(Material supplied):
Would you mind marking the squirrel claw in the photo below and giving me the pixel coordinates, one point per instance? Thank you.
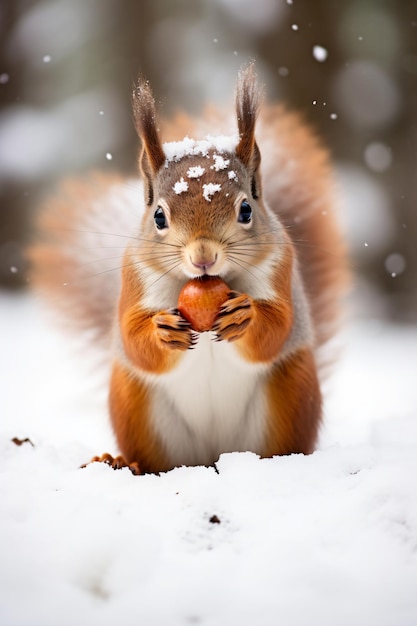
(117, 462)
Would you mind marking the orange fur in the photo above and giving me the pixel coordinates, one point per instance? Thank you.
(294, 406)
(129, 413)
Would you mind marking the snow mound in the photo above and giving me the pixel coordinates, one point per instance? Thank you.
(327, 539)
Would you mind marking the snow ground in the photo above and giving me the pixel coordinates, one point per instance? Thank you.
(329, 539)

(What is needed): Copy everything from the line containing "Would you mind marking the snow mound" down to the end of the listing, changing "snow mound" to "snow pile" and keeping all else the same.

(Complete output):
Would you mind marking the snow pile in the photo above and giving me the pixel coordinates, one point per instance? Thank you.
(327, 539)
Would you mind marking the snow ground in the photo above and giving me the pixel coordinates, one point per instance? Thank you.
(329, 539)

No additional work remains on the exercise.